Rows from a dataset for labeling boxes
────────────────────────────────────────
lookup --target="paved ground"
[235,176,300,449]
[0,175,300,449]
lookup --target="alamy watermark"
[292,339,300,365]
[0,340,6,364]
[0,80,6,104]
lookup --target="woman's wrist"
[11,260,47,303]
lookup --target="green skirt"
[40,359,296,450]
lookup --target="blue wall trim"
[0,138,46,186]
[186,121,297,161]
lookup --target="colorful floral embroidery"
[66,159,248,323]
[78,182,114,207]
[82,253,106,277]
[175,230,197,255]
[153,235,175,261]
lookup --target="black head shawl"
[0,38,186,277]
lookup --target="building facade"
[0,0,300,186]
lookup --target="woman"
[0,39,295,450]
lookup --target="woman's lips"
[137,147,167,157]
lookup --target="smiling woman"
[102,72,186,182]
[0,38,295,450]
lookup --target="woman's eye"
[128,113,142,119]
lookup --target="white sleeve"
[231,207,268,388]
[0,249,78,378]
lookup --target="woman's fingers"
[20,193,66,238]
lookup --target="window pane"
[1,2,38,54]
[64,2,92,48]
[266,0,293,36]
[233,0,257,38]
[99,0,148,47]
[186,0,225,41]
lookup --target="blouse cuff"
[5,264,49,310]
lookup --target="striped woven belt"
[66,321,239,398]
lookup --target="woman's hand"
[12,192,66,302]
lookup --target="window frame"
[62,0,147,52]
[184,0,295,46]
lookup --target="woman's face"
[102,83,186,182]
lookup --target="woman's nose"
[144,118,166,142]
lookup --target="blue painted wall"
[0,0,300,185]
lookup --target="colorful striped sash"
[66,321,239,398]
────────────────────────────────────────
Aim:
Can you render all of the material above as a Markdown table with the columns "Row" and "Line," putting each line in its own numbered row and leaving out blank lines?

Correct output:
| Row | Line |
|---|---|
| 1 | lookup --target="paved ground" |
| 2 | [235,176,300,449] |
| 3 | [0,175,300,449] |
| 4 | lookup --target="alamy watermark" |
| 5 | [292,339,300,365] |
| 6 | [0,340,6,364] |
| 7 | [0,80,6,104] |
| 8 | lookup --target="woman's wrist" |
| 9 | [11,260,47,303] |
| 10 | lookup --target="green skirt" |
| 11 | [40,359,296,450] |
| 12 | lookup --target="blue wall trim" |
| 13 | [0,138,46,186] |
| 14 | [186,121,297,161] |
| 15 | lookup --target="colorful floral embroidery" |
| 16 | [66,159,248,323] |
| 17 | [78,182,114,207] |
| 18 | [82,253,106,277] |
| 19 | [175,230,197,255] |
| 20 | [153,235,175,261] |
| 21 | lookup --target="black head shawl" |
| 22 | [0,38,186,277] |
| 23 | lookup --target="building facade" |
| 24 | [0,0,300,186] |
| 25 | lookup --target="woman" |
| 26 | [0,39,295,450] |
| 27 | lookup --target="woman's lips" |
| 28 | [137,147,167,157] |
| 29 | lookup --target="smiling woman" |
| 30 | [102,72,186,182] |
| 31 | [0,38,295,450] |
| 32 | lookup --target="woman's eye" |
| 33 | [128,113,142,119] |
| 34 | lookup --target="white sleeve" |
| 35 | [231,207,268,388] |
| 36 | [0,249,78,378] |
| 37 | lookup --target="woman's fingers" |
| 38 | [20,193,66,238] |
| 39 | lookup --target="window pane" |
| 40 | [1,2,38,54] |
| 41 | [64,2,92,48] |
| 42 | [266,0,293,36] |
| 43 | [233,0,257,38] |
| 44 | [99,0,148,47] |
| 45 | [186,0,225,41] |
| 46 | lookup --target="blouse cuff" |
| 47 | [5,264,49,310] |
| 48 | lookup --target="striped woven belt" |
| 49 | [66,321,239,398] |
| 50 | lookup --target="woman's hand" |
| 51 | [12,192,66,302] |
| 52 | lookup --target="window frame" |
| 53 | [62,0,147,52] |
| 54 | [184,0,295,46] |
| 55 | lookup --target="woman's face" |
| 56 | [102,83,186,182] |
| 57 | lookup --target="woman's nose" |
| 58 | [144,118,166,142] |
| 59 | lookup --target="blue painted wall" |
| 60 | [0,0,300,185] |
| 61 | lookup --target="colorful striped sash" |
| 62 | [66,321,239,398] |